> EXERCISE REQUIREMENTS:
Please write the data out once more, exactly as it is given.

> GIVEN RECORDS:
========================

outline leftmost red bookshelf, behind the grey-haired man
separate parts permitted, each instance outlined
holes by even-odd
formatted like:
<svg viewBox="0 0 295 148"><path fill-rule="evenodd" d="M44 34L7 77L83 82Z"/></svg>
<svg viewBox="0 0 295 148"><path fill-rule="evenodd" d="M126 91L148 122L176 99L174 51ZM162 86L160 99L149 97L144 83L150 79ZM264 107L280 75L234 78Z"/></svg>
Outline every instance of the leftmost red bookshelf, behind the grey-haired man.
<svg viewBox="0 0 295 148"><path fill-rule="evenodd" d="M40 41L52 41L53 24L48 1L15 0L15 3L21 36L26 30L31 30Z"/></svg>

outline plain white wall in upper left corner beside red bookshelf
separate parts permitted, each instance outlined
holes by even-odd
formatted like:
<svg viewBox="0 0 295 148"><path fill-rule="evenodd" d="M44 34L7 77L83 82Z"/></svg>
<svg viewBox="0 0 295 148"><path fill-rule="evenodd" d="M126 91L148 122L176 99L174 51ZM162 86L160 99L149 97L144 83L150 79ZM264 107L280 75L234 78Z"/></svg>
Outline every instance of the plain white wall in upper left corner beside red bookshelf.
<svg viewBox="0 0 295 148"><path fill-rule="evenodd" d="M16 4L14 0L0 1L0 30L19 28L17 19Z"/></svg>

========================

> EXPECTED ANSWER:
outline leftmost red bookshelf, behind the grey-haired man
separate parts permitted, each instance outlined
holes by even-odd
formatted like:
<svg viewBox="0 0 295 148"><path fill-rule="evenodd" d="M44 34L7 77L83 82Z"/></svg>
<svg viewBox="0 0 295 148"><path fill-rule="evenodd" d="M126 91L148 122L176 99L174 51ZM162 86L160 99L149 97L144 83L150 79ZM264 107L280 75L234 78Z"/></svg>
Outline every instance of the leftmost red bookshelf, behind the grey-haired man.
<svg viewBox="0 0 295 148"><path fill-rule="evenodd" d="M40 41L52 41L53 24L48 1L15 0L15 3L21 36L26 30L31 30Z"/></svg>

outline plain white wall in upper left corner beside red bookshelf
separate parts permitted, each instance outlined
holes by even-odd
formatted like:
<svg viewBox="0 0 295 148"><path fill-rule="evenodd" d="M44 34L7 77L83 82Z"/></svg>
<svg viewBox="0 0 295 148"><path fill-rule="evenodd" d="M126 91L148 122L176 99L174 51ZM162 86L160 99L149 97L144 83L150 79ZM264 107L280 75L234 78Z"/></svg>
Outline every instance of the plain white wall in upper left corner beside red bookshelf.
<svg viewBox="0 0 295 148"><path fill-rule="evenodd" d="M16 4L14 0L0 1L0 30L19 28L17 19Z"/></svg>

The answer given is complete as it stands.